→ WHAT IS NEEDED
What is needed is a faithful copy of all the records.

□ □ □

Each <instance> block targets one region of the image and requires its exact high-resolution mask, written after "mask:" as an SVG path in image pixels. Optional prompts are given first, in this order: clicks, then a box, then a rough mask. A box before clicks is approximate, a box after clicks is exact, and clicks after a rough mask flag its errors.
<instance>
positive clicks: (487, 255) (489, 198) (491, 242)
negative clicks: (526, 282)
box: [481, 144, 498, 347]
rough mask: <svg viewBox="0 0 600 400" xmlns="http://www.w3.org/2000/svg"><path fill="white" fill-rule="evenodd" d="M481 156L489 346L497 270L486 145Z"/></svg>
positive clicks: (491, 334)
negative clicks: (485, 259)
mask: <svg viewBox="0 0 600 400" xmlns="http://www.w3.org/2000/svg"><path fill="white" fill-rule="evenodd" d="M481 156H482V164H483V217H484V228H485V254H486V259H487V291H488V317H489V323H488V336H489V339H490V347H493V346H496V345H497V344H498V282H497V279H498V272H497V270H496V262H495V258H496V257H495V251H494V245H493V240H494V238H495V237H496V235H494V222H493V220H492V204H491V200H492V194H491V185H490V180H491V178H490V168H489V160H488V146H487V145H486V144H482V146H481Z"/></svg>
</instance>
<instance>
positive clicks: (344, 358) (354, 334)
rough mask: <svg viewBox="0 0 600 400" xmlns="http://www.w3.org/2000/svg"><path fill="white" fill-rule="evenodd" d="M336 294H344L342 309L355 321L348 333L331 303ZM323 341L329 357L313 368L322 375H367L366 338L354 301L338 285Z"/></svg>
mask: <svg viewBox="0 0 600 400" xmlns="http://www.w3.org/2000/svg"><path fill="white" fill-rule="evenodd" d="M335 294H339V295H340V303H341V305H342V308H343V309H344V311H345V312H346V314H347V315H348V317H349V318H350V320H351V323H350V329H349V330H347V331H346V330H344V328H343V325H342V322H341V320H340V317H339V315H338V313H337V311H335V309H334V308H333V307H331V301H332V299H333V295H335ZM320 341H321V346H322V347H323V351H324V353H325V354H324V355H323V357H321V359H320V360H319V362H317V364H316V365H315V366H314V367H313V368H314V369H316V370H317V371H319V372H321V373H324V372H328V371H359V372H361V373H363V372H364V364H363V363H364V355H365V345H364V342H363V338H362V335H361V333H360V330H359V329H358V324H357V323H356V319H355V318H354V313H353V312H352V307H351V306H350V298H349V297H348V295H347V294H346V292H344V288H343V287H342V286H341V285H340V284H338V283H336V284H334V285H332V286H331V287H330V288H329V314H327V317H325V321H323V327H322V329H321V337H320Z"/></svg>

□ □ □

→ ANSWER BOX
Each <instance> block targets one region of the image and requires its exact high-resolution mask, written after "mask:" as an SVG path in image pixels. Optional prompts are given first, in this order: clicks, then a box, then a rough mask. A box before clicks is approximate, a box after clicks is exact, and clicks after a rough mask flag its errors.
<instance>
positive clicks: (487, 255) (489, 198) (491, 242)
negative clicks: (526, 282)
box: [481, 144, 498, 347]
rough mask: <svg viewBox="0 0 600 400" xmlns="http://www.w3.org/2000/svg"><path fill="white" fill-rule="evenodd" d="M481 156L489 346L497 270L486 145Z"/></svg>
positive clicks: (491, 334)
negative clicks: (485, 259)
mask: <svg viewBox="0 0 600 400" xmlns="http://www.w3.org/2000/svg"><path fill="white" fill-rule="evenodd" d="M481 156H482V164H483V217H484V228H485V254H486V259H487V291H488V317H489V323H488V336H489V339H490V347H493V346H496V345H497V344H498V282H497V279H498V272H497V270H496V262H495V258H496V257H495V251H494V245H493V240H494V238H495V237H496V235H494V222H493V220H492V204H491V200H492V194H491V185H490V180H491V178H490V168H489V160H488V146H487V145H486V144H482V146H481Z"/></svg>
</instance>
<instance>
positive clicks: (344, 358) (354, 334)
rough mask: <svg viewBox="0 0 600 400" xmlns="http://www.w3.org/2000/svg"><path fill="white" fill-rule="evenodd" d="M336 294H344L342 309L355 321L348 333L331 303ZM323 341L329 357L313 368L322 375H367L366 338L354 301L338 285Z"/></svg>
mask: <svg viewBox="0 0 600 400" xmlns="http://www.w3.org/2000/svg"><path fill="white" fill-rule="evenodd" d="M335 294H339V295H340V303H341V305H342V308H343V309H344V311H345V312H346V314H347V315H348V317H349V318H350V320H351V323H350V329H349V330H347V331H346V330H344V328H343V325H342V322H341V320H340V317H339V315H338V313H337V311H335V309H334V308H333V307H331V301H332V299H333V295H335ZM320 341H321V346H322V347H323V351H324V353H325V354H324V355H323V357H321V359H320V360H319V362H317V364H316V365H315V366H314V367H313V368H314V369H316V370H317V371H319V372H321V373H324V372H328V371H359V372H361V373H363V372H364V364H363V363H364V355H365V345H364V342H363V338H362V335H361V333H360V330H359V329H358V324H357V323H356V319H355V318H354V313H353V312H352V307H351V306H350V298H349V297H348V295H347V294H346V292H344V288H343V287H342V286H341V285H340V284H338V283H336V284H334V285H332V286H331V287H330V288H329V314H327V317H325V321H323V327H322V329H321V337H320Z"/></svg>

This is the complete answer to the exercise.